# Fat Jax Report 2/9/22 No Swords, but..



## Realtor (Oct 1, 2007)

40 or so of these red things, and smaller AJ's left them biting to get to deeper water before dark. 

beautiful ride out, the weather guy had it off a little on the return, 2 with some 3's mixed with the slop while heading North. No Go on the Swords, but still great to get out there with offcourse.

slick as, well, heading out..






























setting up for the drift










sunrise with only a 4 ft shark to show for the effort... More study on these things.... not much in the lights, some funky looking fish, and some squid, but not like I was expecting.... waher may have been cool @ 63-65 for these guys.... 

sunrise..


----------



## jack2 (Mar 19, 2010)

2 mpg @ 30 mph ain't too bad. 
jack


----------



## Boat-Dude (Sep 24, 2011)

Nice pics Jim!!!


----------



## BananaTom (Feb 16, 2008)

Nice,
How did the heater work in the cold?


----------



## SurfRidr (Apr 24, 2012)

Looks beautiful, Jim! Did you sleep or just fish all night?


----------



## JoeyWelch (Sep 25, 2009)

A for effort


----------



## Realtor (Oct 1, 2007)

BananaTom said:


> Nice,
> How did the heater work in the cold?


Didn't take a heater, sleeping bag and snoozed. The little shark took the drag, I popped up in a split second and was out the door!!!! 



SurfRidr said:


> Looks beautiful, Jim! Did you sleep or just fish all night?


snoozed.


----------



## Corpsman (Oct 3, 2007)

Looks like a great time!


----------



## GROUPERKING (Sep 28, 2011)

Well shoot ! I was hoping that y'all would find a sword ! 

Sent from my SM-G955U using Tapatalk


----------



## Realtor (Oct 1, 2007)

THE POMPANO KING said:


> Well shoot ! I was hoping that y'all would find a sword !
> 
> Sent from my SM-G955U using Tapatalk


 so were we, but this is the first time I've really tried for a sword.... I figure I have some dues that need to be paid.... I'll try that again when the water is warmer..


----------



## specktackler57 (May 15, 2011)

Great report as always.


----------



## hjorgan (Sep 30, 2007)

Pretty water headed out.


----------



## silverking (Feb 11, 2010)

Good report and photos. Thanks for sharing.


----------



## KPTN (May 21, 2009)

Looks like you hit the weather window right. always good to be out there, catching is just a bonus.


----------



## Realtor (Oct 1, 2007)

specktackler57 said:


> Great report as always.


Left out the details, like in true fashion, the first snapper I try and release sliced my finger on its gill plate. did the next hour or so with a bloody paper towel wrapped around it.... lol... I was so tired yesterday... whew...

### OBJECTIVE A
List every name that appears before "said:" in the quoted replies in the fishing report thread.
### OBJECTIVE B
Answer these questions from the fishing report thread:
(i) What water temperature range does Realtor give?
(ii) What fuel economy does jack2 cite?
(iii) What sliced Realtor's finger?

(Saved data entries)
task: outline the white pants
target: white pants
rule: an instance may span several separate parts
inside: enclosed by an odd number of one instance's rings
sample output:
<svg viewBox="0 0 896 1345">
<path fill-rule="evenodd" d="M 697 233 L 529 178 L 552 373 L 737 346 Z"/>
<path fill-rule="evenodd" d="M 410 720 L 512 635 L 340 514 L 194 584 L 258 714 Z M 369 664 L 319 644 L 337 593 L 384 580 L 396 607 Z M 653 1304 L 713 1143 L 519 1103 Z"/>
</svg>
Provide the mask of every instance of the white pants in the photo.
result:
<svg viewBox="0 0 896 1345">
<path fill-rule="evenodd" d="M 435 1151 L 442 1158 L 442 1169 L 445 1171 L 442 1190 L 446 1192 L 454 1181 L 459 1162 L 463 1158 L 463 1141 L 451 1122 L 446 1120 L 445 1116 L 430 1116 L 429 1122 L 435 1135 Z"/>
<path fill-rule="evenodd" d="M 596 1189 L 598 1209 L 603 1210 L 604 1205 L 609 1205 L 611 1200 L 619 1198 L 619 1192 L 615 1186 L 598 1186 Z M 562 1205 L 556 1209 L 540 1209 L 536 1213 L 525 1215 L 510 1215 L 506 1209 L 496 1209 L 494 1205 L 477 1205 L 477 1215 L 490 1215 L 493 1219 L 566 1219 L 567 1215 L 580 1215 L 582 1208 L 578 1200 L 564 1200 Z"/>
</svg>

### EXERCISE ANSWER A
BananaTom
SurfRidr
THE POMPANO KING
specktackler57

### EXERCISE ANSWER B
(i) 63-65
(ii) 2 mpg at 30 mph
(iii) The gill plate of the first snapper Realtor tried to release